Neue Hartz IV Regelsätze und mein Senf dazu

Nach den neuen Hartz 4 Regelsätzen muss ein erwachsener Empfänger dieser Sozialleistung (das Wort an sich mag für die Betroffenen schon wie purer Hohn wirken) mit 364 Euro pro Monat auskommen. Jugendliche Hartz-IV-Empfänger ab 14 Jahre erhalten nun 287 Euro, Kinder im schulpflichtigen Alter 251 Euro und Kinder unter 6 Jahren 215 Euro.

Ich habe mal beispielhaft anhand meiner monatlichen Ausgaben ausgerechnet, ob und inwiefern ich im Bedarfsfall mit dieser für Erwachsene vorgesehenen Geldsumme auskommen würde. Meine einzelnen Zahlen, auf denen meine Berechnung gründet, nenne ich aus Datenschutzgründen natürlich nicht, zumal diese ohnehin individuell ausfallen. Darin berücksichtigt habe ich auf jeden Fall Lebensmittel, Haushalts- und Pflegeartikel, Internet und Telekommunikation, Mobilitätskosten (in meinem Fall "nur" ÖPNV - durch die Benutzung eines Fahrrads für kürzere Strecken ließe sich hierbei eventuell noch etwas Geld einsparen).

Mit all diesen regelmäßig benötigten Dingen käme ich auf ca. 360 Euro. Ohne zusätzliche Kosten, die ab und zu nun mal anfallen können, würde ich damit also durchaus hinkommen. Nun ist es aber so, dass ich gelegentlich auch neue Klamotten und Schuhe brauche, mich vielleicht auch mal weiterbilden oder eine kulturelle Veranstaltung (Museum, Ausstellung, darstellende Künste, etc.) besuchen möchte. Wenn ich Hartz 4 bekommen würde, würde das konkret gemäß meiner individuellen Beispielrechnung bedeuten, dass ich dafür die verbleibenden 4 Euro verwenden oder aber dieses Geld über einige Monate sparen müsste.
__________________________________________________
→ **Aufgabe**: Schreiben Sie aus dem Text über die neuen Hartz-IV-Regelsätze den Abschnitt wörtlich ab, der mit „Neue Hartz IV“ beginnt und bis einschließlich „Jahren 215 Euro.“ reicht. Die Zeilen stammen aus einer anderen Quelle als der Text.

→ **Gespeicherte Einträge des Datensatzes**:
__________________________________________________
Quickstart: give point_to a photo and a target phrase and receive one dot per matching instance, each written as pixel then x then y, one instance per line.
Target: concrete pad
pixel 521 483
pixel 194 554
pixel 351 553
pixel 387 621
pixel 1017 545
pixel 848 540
__________________________________________________
→ **Antwort**:
Neue Hartz IV Regelsätze und mein Senf dazu

Nach den neuen Hartz 4 Regelsätzen muss ein erwachsener Empfänger dieser Sozialleistung (das Wort an sich mag für die Betroffenen schon wie purer Hohn wirken) mit 364 Euro pro Monat auskommen. Jugendliche Hartz-IV-Empfänger ab 14 Jahre erhalten nun 287 Euro, Kinder im schulpflichtigen Alter 251 Euro und Kinder unter 6 Jahren 215 Euro.